____ EXTRAIT DU TEXTE

Ensuite, nous voulions exercer une influence à la mesure de notre investissement. Le Canada était l'un des principaux donateurs de l'Afghanistan. Dans tous les domaines — éducation, réforme de la police, prêts de microfinancement pour les femmes —, le Canada figurait toujours parmi les trois principaux donateurs. Dans le cadre de mes responsabilités quotidiennes, je devais faire en sorte que nous ayons notre mot à dire dans ces dossiers et que nous collaborions avec l'Administration centrale et à Kandahar à l'élaboration de politiques qui permettraient aux Afghans de mettre sur pied des institutions de gouvernance, de renforcer le développement économique et de contribuer à leur propre sécurité.
Ron Hoffmann s'est joint à l'ambassade en août 2007, occupant le poste de chef de mission adjoint. Son poste avait été créé afin de nous permettre de mener nos opérations à un niveau fondamentalement différent, à titre de grand acteur dans un certain nombre de dossiers prioritaires: le chef de mission adjoint aidait à la gestion de l'ambassade et de ses opérations, dont l'élément civil à Kandahar, et le chef de mission s'efforçait d'influer sur l'orientation des dossiers dans lesquels nous avions tant investi.

________
____ DONNÉES

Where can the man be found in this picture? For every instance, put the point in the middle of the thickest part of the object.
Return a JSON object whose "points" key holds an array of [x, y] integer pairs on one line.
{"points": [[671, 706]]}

________

• TÂCHE DEMANDÉE A: Recopiez fidèlement le passage de l'extrait sur la mission canadienne en Afghanistan qui s'ouvre sur les mots « Ron Hoffmann s'est » et s'achève sur « avions tant investi. ».
• TÂCHE DEMANDÉE B: D'après l'extrait sur la mission canadienne en Afghanistan, quel poste Ron Hoffmann occupait-il à l'ambassade ?

• RÉPONSE DE L'EXERCICE A:
Ron Hoffmann s'est joint à l'ambassade en août 2007, occupant le poste de chef de mission adjoint. Son poste avait été créé afin de nous permettre de mener nos opérations à un niveau fondamentalement différent, à titre de grand acteur dans un certain nombre de dossiers prioritaires: le chef de mission adjoint aidait à la gestion de l'ambassade et de ses opérations, dont l'élément civil à Kandahar, et le chef de mission s'efforçait d'influer sur l'orientation des dossiers dans lesquels nous avions tant investi.

• RÉPONSE DE L'EXERCICE B: Il occupait le poste de chef de mission adjoint.